- _ISTRUZIONI DEL COMPITO_: Indichi quante righe dei record seguenti contengono la stringa "reflection", distinguendo tra maiuscole e minuscole. Risponda soltanto con il numero.

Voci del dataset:
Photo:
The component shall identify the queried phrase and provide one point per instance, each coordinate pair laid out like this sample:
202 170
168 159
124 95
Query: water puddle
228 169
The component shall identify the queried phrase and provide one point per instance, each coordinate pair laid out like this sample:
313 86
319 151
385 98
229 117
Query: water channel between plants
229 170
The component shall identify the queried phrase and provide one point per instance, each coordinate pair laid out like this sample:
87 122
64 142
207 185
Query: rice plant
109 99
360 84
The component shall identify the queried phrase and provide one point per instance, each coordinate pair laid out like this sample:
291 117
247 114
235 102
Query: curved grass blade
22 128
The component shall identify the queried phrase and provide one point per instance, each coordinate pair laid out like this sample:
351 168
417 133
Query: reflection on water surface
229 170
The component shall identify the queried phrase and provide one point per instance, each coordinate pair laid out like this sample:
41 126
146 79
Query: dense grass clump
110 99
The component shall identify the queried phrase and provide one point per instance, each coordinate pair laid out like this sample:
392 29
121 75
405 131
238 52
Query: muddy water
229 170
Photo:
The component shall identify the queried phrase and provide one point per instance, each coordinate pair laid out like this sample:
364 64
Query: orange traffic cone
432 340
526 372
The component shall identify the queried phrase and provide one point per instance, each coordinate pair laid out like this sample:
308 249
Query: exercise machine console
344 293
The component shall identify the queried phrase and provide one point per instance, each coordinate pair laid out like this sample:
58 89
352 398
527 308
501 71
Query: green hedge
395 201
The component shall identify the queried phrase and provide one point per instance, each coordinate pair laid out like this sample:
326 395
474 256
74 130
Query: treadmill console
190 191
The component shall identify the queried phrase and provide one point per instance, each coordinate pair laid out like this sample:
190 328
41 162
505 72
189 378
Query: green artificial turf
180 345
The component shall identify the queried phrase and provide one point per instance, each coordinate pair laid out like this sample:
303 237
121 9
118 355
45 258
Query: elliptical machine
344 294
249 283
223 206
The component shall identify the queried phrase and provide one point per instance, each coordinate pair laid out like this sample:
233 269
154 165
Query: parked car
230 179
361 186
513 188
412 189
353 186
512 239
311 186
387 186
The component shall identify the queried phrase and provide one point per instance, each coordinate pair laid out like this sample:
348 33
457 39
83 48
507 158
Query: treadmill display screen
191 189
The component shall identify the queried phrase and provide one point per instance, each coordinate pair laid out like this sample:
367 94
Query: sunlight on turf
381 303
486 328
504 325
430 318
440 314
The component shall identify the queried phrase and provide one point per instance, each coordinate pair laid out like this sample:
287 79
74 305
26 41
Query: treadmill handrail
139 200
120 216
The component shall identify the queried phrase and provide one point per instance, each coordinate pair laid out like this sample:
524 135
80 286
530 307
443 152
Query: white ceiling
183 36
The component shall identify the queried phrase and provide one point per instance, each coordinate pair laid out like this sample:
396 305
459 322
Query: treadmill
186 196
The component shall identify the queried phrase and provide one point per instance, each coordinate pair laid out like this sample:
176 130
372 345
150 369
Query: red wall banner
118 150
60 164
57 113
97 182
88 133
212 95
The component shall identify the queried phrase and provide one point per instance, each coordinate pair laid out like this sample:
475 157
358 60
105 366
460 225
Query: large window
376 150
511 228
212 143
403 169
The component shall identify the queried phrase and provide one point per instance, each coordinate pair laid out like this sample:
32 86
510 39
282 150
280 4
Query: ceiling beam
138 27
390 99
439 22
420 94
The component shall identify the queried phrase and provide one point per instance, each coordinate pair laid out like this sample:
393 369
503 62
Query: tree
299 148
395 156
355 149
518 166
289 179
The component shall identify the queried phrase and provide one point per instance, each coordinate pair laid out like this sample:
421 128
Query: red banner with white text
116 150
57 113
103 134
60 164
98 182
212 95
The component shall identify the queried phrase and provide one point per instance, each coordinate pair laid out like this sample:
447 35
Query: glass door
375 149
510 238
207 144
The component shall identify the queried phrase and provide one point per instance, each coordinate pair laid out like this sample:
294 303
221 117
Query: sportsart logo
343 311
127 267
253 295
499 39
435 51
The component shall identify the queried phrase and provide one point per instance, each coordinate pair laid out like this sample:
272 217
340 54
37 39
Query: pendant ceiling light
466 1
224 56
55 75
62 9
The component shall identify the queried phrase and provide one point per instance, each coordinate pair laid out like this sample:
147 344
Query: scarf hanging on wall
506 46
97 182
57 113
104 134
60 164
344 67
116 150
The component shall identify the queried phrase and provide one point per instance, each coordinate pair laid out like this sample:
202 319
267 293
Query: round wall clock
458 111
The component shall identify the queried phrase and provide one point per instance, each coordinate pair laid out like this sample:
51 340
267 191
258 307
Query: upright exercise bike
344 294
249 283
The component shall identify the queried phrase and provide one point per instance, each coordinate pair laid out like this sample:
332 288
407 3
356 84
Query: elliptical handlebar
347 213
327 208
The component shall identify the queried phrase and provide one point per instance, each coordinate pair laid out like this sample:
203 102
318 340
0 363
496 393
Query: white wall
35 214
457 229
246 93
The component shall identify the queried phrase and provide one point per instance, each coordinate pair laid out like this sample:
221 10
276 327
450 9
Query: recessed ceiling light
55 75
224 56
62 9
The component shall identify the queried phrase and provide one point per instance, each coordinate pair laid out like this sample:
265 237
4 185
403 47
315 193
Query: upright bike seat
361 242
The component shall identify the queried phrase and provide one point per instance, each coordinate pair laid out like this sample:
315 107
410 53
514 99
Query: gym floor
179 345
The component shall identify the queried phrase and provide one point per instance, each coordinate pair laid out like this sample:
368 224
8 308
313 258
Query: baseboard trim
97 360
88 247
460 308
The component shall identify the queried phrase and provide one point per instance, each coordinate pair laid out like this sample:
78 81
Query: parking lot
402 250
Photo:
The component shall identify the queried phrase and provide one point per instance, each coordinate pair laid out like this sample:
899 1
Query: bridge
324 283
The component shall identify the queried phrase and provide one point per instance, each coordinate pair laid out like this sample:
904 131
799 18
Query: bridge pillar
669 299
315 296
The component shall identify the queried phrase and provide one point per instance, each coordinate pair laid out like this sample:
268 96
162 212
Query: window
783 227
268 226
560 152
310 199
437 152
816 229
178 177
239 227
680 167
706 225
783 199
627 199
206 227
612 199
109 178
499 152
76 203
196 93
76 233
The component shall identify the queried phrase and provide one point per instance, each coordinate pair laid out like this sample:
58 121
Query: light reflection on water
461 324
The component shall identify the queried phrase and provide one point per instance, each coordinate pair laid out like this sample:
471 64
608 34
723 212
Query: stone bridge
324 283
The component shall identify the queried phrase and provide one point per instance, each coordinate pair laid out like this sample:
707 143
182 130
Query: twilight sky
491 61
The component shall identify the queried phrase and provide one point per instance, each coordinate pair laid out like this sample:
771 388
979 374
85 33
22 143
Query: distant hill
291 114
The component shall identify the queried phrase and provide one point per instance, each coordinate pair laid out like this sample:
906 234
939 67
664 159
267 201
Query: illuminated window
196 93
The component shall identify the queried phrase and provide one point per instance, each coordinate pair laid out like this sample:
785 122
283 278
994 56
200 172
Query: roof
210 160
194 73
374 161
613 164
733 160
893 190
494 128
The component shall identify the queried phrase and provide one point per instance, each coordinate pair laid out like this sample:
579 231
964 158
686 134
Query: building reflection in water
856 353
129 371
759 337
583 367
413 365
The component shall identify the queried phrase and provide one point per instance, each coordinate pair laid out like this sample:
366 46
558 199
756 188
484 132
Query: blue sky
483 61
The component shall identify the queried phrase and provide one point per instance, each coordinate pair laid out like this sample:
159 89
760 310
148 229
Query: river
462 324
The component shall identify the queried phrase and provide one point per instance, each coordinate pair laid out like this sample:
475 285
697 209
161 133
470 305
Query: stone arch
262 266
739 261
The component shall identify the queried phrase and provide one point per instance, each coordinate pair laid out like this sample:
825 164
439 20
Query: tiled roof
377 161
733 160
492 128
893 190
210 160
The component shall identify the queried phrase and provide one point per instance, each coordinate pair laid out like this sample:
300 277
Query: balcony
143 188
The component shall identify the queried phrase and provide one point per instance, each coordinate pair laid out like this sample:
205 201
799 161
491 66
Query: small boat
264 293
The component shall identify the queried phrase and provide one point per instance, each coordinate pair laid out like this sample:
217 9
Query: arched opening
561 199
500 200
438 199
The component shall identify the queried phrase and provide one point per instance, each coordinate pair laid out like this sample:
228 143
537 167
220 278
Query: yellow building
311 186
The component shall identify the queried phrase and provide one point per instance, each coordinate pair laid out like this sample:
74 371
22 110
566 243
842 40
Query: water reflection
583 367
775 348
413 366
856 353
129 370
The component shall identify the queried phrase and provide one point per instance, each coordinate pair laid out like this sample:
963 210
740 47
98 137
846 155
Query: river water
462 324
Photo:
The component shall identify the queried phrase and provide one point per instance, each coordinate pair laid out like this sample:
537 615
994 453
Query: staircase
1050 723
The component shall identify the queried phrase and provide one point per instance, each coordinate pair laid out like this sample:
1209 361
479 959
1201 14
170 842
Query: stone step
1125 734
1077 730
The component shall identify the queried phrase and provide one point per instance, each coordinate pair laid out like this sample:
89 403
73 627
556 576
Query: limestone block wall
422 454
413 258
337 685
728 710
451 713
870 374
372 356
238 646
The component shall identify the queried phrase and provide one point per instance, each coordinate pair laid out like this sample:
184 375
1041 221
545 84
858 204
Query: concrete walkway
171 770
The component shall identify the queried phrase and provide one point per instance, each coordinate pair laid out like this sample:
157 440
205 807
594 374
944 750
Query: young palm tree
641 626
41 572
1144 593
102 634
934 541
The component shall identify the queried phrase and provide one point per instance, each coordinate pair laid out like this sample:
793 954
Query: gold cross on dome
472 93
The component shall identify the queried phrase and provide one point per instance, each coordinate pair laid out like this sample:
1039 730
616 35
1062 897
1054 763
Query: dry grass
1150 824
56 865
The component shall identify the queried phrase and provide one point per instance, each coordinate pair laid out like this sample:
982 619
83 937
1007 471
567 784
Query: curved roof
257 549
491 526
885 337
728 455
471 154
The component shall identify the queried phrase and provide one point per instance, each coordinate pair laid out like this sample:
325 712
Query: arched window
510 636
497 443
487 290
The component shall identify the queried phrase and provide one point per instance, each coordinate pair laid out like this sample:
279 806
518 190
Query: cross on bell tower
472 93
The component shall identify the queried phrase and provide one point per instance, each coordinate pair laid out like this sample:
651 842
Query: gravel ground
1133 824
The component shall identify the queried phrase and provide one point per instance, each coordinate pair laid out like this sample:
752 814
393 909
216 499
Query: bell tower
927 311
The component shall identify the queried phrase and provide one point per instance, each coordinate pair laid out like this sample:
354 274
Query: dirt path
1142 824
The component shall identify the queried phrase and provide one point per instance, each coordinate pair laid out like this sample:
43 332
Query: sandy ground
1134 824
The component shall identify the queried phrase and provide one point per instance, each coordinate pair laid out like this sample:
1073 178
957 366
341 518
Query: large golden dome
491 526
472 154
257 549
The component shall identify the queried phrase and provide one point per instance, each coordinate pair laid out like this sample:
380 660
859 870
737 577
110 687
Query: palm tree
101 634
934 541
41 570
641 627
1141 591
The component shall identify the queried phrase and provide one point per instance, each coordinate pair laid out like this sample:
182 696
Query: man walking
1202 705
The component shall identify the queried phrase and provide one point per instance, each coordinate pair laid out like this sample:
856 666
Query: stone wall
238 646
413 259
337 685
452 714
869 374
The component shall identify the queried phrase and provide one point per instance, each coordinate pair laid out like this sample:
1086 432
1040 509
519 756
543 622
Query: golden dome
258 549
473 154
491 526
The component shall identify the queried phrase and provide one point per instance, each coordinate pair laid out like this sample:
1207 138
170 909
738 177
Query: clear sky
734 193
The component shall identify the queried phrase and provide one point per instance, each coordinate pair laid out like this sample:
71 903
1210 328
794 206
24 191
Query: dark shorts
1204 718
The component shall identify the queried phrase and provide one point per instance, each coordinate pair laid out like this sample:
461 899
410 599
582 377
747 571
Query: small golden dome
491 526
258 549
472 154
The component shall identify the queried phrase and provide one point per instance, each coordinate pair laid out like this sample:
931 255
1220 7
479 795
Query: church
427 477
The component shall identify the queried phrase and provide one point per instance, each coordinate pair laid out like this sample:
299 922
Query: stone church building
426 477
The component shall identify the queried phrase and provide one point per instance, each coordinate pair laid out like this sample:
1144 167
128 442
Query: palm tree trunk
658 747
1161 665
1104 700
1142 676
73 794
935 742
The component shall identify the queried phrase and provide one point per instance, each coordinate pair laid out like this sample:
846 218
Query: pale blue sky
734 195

- _RISPOSTA_: 4